Listed records >>
****************

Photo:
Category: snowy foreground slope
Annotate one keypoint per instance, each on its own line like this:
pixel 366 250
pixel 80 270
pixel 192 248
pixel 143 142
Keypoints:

****************

Directions for this task >>
Using the records above, state how many lines contain "pixel"; a single number is the whole answer.

Final answer >>
4